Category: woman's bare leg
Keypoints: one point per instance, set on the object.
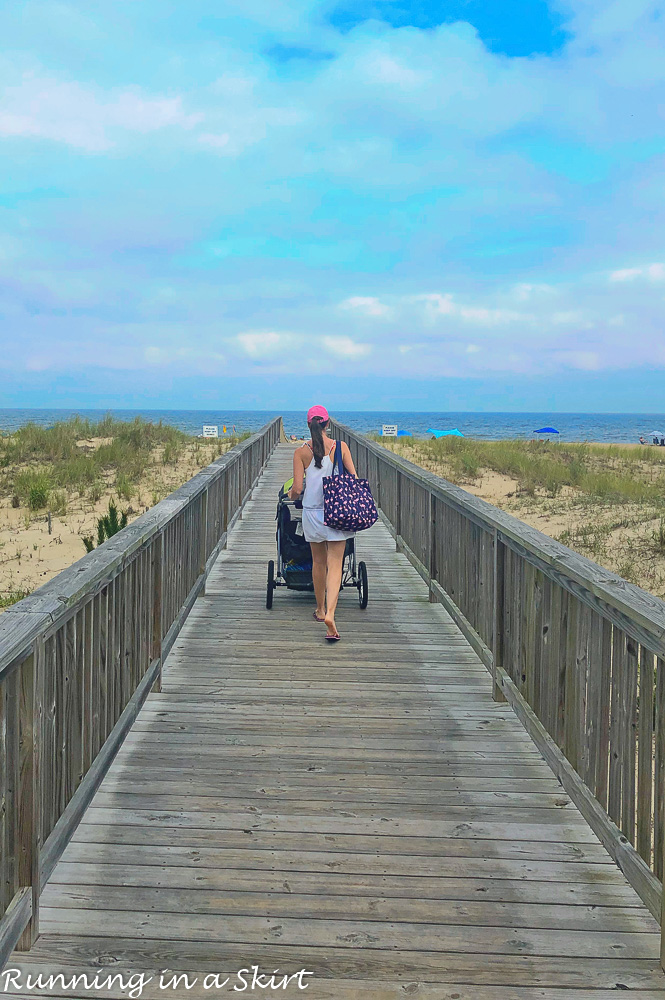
(319, 569)
(333, 582)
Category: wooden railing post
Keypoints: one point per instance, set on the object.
(29, 790)
(432, 568)
(203, 531)
(157, 607)
(498, 616)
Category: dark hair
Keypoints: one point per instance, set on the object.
(317, 425)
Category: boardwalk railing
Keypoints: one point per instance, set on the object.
(577, 651)
(80, 655)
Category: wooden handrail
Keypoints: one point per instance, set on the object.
(80, 655)
(577, 651)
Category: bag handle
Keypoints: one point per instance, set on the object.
(339, 461)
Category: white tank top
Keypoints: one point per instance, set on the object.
(313, 496)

## Work item
Copy exactly, and only, the lines from the line that contains "Category: dark hair" through the end of the data above.

## Written solution
Category: dark hair
Keypoints: one point per instance, set on the object.
(317, 425)
Category: boardwalk railing
Keypoints: one point per instance, set on the object.
(577, 651)
(80, 655)
Category: wooden handrail
Keypoints: one point per instance, set on the object.
(80, 655)
(577, 651)
Category: bag handle
Keypoints: one point per instance, set on the object.
(339, 461)
Category: white tank top
Keypoints: one point per instance, set on the object.
(313, 496)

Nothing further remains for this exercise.